#### REQUIRED TASK 1:
Locate each line in the rows below that contains the word "cross", and copy those lines out.

Unlike the classic VIPER, there is no Wireframe in mine, because it performed 2 roles: it assembled the module and made the transition to another screen (module). The diagram shows that the Configurator will be responsible for assembling the module and Routers for the transitions. I adopted this logic from Rambler, with the only difference that instead of the Configurator, they have an Assembly . But the essence is the same.

The configurator is aware of all dependencies within the module. It establishes that the ViewController has a Presenter , the Presenter has an Interactor, and so on. More will be discussed further in the example.

Also in the classic VIPER abandoned Segue , so you can not use storyboards to navigate between screens. In our case, as with Rambler, the Segue transitions work and are recommended for use, as Apple wanted.

It so happens that a 100% passive View from the view controller will not work. Apple itself laid a certain role for it with its life cycle and the methods it calls ( viewDidLoad , viewDidAppear , etc.), so we have to take this into account and build our architecture based on this. Module assembly is launched from viewDidLoad , when the view controller has already loaded, and not just initialized. It also gives us the opportunity to set the Initial View Controller from a storyboard, and not in AppDelegate , as it is done in the classic version. This is much more convenient, because there is no tight binding to a particular entry point, and it can be easily changed.

After the module is assembled, the further behavior of the module is rather classic. View / ViewController is not responsible for the logic of clicking on buttons, entering text or any other interaction with the UI . All this is immediately transferred to the Presenter . View can be as part of a module, or be a general View , and used in different modules.

#### REQUIRED TASK 2:
Go on with the passage above on the VIPER module setup, picking up after its final sentence.

#### TASK INPUTS:
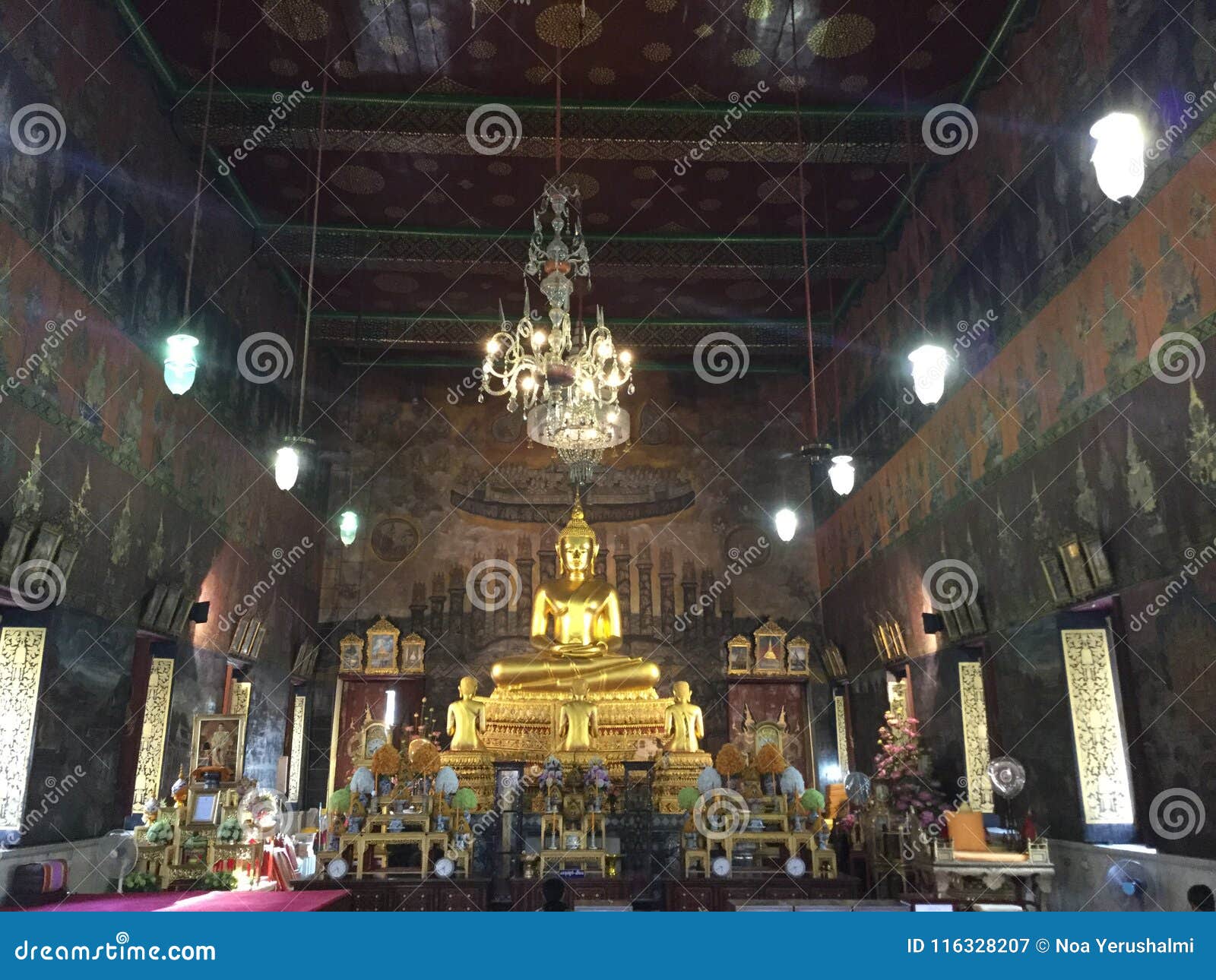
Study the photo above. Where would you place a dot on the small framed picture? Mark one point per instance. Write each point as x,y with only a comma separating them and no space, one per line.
1056,581
1074,569
218,741
204,808
1096,562
350,653
382,643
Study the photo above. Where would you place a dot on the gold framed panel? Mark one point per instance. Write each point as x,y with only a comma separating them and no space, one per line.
218,741
242,696
296,767
202,808
1097,727
383,643
156,722
842,735
21,672
976,742
770,648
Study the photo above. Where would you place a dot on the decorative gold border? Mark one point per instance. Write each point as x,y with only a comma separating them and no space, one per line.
976,744
239,767
21,674
297,759
156,722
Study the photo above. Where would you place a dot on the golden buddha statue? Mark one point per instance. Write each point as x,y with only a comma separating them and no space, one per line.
587,630
578,721
682,720
466,718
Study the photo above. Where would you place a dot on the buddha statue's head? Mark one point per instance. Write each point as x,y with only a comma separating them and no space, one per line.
577,548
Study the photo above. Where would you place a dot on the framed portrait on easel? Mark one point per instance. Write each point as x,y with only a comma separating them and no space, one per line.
218,741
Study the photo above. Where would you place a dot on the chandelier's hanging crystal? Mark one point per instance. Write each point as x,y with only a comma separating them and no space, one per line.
567,386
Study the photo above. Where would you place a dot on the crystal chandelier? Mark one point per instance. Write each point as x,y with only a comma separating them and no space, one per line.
565,384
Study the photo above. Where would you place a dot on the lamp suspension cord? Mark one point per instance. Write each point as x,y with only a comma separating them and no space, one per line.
202,162
802,208
312,257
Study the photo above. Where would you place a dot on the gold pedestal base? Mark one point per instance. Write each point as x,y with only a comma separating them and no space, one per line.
679,770
476,770
523,726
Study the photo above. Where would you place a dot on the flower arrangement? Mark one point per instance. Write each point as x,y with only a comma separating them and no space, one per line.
141,880
899,763
551,775
160,832
425,757
730,761
386,761
596,777
812,800
229,830
769,760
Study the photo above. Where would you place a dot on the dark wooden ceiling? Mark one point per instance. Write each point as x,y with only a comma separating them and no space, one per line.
423,234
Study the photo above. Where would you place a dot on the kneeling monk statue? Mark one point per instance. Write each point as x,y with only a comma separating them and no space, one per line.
587,630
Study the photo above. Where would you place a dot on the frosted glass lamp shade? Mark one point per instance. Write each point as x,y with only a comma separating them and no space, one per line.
842,474
1119,157
287,467
180,362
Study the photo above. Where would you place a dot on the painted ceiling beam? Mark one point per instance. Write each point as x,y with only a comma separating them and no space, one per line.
656,131
413,331
489,251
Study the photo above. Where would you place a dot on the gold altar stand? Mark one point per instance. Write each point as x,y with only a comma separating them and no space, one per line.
524,726
573,846
674,773
476,771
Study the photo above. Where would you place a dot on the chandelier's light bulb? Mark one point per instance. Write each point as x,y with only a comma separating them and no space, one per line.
842,474
287,467
787,523
929,364
180,364
1119,157
348,526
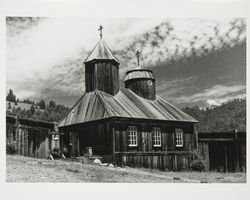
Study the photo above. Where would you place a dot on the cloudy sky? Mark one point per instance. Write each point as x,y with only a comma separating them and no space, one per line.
195,61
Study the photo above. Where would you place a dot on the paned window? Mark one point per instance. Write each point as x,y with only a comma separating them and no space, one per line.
179,137
132,136
156,137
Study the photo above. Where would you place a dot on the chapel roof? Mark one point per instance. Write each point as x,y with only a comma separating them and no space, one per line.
98,105
101,52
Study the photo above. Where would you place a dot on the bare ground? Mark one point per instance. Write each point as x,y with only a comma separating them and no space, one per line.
25,169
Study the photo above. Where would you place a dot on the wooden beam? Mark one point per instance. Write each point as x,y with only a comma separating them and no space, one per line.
158,153
215,139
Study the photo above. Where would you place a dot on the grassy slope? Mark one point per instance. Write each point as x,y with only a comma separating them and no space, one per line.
24,169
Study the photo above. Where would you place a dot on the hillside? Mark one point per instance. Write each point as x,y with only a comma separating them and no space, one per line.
227,117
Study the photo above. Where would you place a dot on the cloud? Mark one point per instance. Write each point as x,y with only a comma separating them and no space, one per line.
44,57
215,95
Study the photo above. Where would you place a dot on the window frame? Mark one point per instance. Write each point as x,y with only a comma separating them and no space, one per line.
132,136
157,137
179,139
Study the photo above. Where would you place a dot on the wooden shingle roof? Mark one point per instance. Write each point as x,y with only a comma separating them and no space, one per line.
97,105
101,52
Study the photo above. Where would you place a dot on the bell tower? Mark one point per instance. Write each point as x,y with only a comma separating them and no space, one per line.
102,69
141,81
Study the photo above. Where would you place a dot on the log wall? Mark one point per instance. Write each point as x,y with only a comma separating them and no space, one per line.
31,138
223,152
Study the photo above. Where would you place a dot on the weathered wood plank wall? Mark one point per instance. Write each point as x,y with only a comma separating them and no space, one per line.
223,152
29,136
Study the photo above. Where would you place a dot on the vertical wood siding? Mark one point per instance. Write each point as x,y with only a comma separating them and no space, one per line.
102,76
142,88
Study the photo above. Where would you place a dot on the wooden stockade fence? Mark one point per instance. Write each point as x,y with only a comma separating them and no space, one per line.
31,137
223,151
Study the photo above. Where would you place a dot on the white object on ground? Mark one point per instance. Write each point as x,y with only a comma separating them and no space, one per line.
110,165
97,162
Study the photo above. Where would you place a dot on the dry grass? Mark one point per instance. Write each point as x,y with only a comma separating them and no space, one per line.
25,169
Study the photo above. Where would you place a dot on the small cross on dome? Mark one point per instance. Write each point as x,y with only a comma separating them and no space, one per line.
100,29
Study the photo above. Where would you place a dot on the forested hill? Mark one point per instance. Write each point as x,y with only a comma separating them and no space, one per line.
227,117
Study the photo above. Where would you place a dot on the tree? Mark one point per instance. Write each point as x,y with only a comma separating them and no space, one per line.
32,109
11,96
9,106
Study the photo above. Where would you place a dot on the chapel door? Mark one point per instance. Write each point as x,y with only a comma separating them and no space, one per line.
144,141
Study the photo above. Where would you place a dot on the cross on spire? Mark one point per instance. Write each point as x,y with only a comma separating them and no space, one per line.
138,57
100,29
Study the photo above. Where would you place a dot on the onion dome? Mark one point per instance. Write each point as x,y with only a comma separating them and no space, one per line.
141,81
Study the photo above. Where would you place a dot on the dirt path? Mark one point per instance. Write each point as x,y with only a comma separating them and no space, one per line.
25,169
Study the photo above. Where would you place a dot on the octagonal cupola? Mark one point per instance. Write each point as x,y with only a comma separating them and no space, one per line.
102,69
141,81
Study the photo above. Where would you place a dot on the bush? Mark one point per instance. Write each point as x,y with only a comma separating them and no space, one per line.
197,165
10,147
56,153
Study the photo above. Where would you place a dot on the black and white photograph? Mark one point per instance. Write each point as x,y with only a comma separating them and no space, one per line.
130,100
99,100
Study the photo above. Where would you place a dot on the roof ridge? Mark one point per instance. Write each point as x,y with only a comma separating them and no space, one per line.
101,51
103,104
71,108
176,108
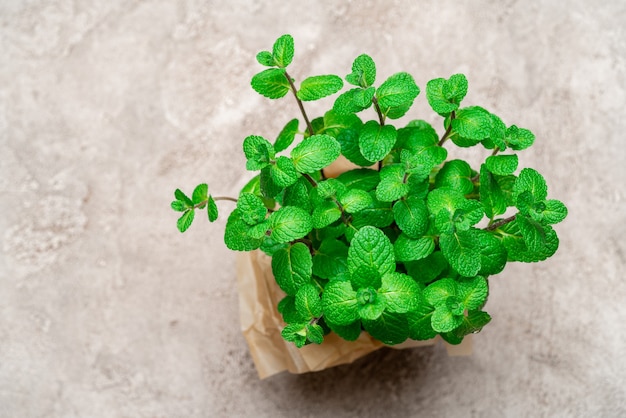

#### REPLY 1:
Study the photo above. Where would you place a dot on the small cross on dome? Mark one point per instance. Write each point as x,y with only a comma separating them and no space, one per line.
Study the photo above. Where would you place a dot on the cross on spire? Mark one point per instance. Write each point as x,y with only a comma separating them and no space, one per line.

#### REPLY 2:
Presenter decides whether to redirect the action - to Router or Interactor . Router will either close the current screen or open a new one. The concrete implementation of the transition is carried out in it. Interactor decides what to do next with the received events and what service to call. It contains the module logic.

But the more important Presenter function is the preparation and transmission of visual data for the View / ViewController , which will be visible to the user. Presenter is the heart of our module, it knows what data will be displayed and in what form. Even in different schemes, it is always in the middle. (And Interactor , probably, brains)

Interactor is a facade for other services. Interactor can also contain logic itself. In MVC, it can be compared to a controller, but which knows nothing about how the data will be displayed.

The service in our interpretation refers to various helpers and other classes that can be accessed from different modules and parts of the application (authorization logic, work with the database, work with the server, encryption, etc.). Services can interact with each other and with Entity . Entity is just passive entities (user, book, word). As mentioned earlier, Entity is not a component of the VIPER module. In general, the architecture was originally called VIP .

If you do not understand, it does not matter. Further on, everything will become clear, it was only a superficial description.

Chapter 1. An example of a very simple module.

Strangely enough, I’ll start to look at the architecture not from the first more complex screen, but from the “About Application” screen, which is very simple. The screen itself has a couple of labels, a “Close” button and a button with a link to the site. Clicking on “Close” will close the current screen and the previous main screen will be shown, and when you click on the link, it will open in Safari. The labels are passive and do not change.

Such screens in the application do not show all the power and necessity of VIPER, because everything could be placed in the ViewController , as some might think. But the ideology of pure architecture contradicts this principle; therefore, even the simplest screen and even the simplest application can and should be written on the VIPER architecture. You must adhere to the rules always.

Module names should preferably be short, because within the module for classes additional words will be added to this name. For example, the “About Application” module is called About . The view controller will be called AboutViewController . The remaining classes are AboutPresenter , AboutInteractor , AboutConfigurator , etc.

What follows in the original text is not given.